#### [PROVIDED DATA]
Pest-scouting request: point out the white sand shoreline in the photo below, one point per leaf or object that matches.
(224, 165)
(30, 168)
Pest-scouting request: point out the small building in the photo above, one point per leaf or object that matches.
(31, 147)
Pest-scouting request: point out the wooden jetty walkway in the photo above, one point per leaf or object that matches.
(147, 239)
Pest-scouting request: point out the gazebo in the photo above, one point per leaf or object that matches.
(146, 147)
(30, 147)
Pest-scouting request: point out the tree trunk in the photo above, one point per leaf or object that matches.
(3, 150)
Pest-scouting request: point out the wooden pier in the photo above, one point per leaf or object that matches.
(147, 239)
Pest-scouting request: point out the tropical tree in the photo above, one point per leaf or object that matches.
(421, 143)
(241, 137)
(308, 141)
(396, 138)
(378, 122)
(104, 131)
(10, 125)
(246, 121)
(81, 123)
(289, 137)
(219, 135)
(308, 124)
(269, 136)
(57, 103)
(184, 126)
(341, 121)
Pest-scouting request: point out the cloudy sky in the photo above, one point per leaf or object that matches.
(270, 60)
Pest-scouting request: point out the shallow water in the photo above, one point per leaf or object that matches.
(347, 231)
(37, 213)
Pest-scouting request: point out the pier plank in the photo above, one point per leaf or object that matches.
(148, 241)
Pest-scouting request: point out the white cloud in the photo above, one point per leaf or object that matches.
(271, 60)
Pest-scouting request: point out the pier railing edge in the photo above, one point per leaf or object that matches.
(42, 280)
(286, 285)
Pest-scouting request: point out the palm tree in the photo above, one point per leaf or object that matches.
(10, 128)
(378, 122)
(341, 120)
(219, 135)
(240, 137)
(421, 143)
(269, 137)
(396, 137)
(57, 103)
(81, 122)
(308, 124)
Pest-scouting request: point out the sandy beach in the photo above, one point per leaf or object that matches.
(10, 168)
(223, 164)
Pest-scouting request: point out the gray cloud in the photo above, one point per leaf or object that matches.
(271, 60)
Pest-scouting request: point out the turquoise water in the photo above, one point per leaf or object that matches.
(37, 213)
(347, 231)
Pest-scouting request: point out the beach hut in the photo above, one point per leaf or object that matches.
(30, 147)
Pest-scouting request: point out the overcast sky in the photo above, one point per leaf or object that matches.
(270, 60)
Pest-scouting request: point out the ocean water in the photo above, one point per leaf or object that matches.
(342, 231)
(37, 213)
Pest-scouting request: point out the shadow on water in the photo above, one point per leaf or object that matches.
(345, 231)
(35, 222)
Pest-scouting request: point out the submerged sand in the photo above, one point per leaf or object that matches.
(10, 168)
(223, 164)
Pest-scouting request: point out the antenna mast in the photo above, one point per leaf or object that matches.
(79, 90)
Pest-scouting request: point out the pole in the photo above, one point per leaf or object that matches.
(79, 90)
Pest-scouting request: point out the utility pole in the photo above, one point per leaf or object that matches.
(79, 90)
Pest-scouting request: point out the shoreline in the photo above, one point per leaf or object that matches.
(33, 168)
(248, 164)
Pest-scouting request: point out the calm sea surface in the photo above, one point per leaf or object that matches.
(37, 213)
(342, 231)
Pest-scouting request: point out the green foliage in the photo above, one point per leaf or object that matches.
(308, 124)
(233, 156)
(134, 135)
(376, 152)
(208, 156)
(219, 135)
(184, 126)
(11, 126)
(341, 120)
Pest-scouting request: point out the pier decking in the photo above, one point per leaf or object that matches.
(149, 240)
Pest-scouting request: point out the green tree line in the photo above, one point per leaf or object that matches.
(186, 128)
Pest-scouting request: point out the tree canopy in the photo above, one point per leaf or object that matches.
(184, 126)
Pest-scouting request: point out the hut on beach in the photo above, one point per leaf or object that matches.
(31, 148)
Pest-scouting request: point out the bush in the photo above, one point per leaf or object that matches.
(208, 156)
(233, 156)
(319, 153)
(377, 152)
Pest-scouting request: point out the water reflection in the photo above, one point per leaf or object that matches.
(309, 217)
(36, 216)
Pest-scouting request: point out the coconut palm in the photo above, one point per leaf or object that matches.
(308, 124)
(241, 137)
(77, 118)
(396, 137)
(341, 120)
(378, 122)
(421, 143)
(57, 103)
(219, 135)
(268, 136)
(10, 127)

#### [STATED PROBLEM]
Set down, word for word, only the lines running from the line with "Pest-scouting request: point out the utility" to the last line of the listing above. Both of those lines belong in your answer.

#### [EXPECTED ANSWER]
Pest-scouting request: point out the utility pole in the photo above, one point per leaf or object that matches.
(79, 90)
Pest-scouting request: point out the shoreline in the photo above, one point per leaf or object that matches.
(33, 168)
(248, 164)
Pest-scouting request: point out the calm sea surface in the photo above, one point per leaf or object that matches.
(37, 213)
(342, 231)
Pest-scouting request: point out the green foliage in the photo above, one point per leaf or object that matches.
(308, 124)
(233, 156)
(134, 135)
(376, 152)
(208, 156)
(219, 135)
(184, 126)
(11, 126)
(341, 120)
Pest-scouting request: point out the pier decking in the photo above, one point per leaf or object that matches.
(149, 240)
Pest-scouting request: point out the green tree line in the photo above, one point per leaf or object that matches.
(186, 128)
Pest-scouting request: point out the tree canopy in the photo above, one point per leaf or object that matches.
(184, 126)
Pest-scouting request: point out the hut on beach in the photo above, one point per leaf or object that matches.
(31, 148)
Pest-scouting request: point out the bush in the photo above, one point per leaf or object that matches.
(208, 156)
(233, 156)
(319, 153)
(377, 152)
Pest-scouting request: point out the water reflection in the photo above, one point per leaf or object that matches.
(309, 217)
(36, 216)
Pest-scouting request: point out the coconut palm in the photo above, one point per leaf or object that matches.
(308, 124)
(241, 137)
(77, 118)
(396, 137)
(341, 120)
(378, 122)
(421, 143)
(57, 103)
(219, 135)
(268, 136)
(10, 127)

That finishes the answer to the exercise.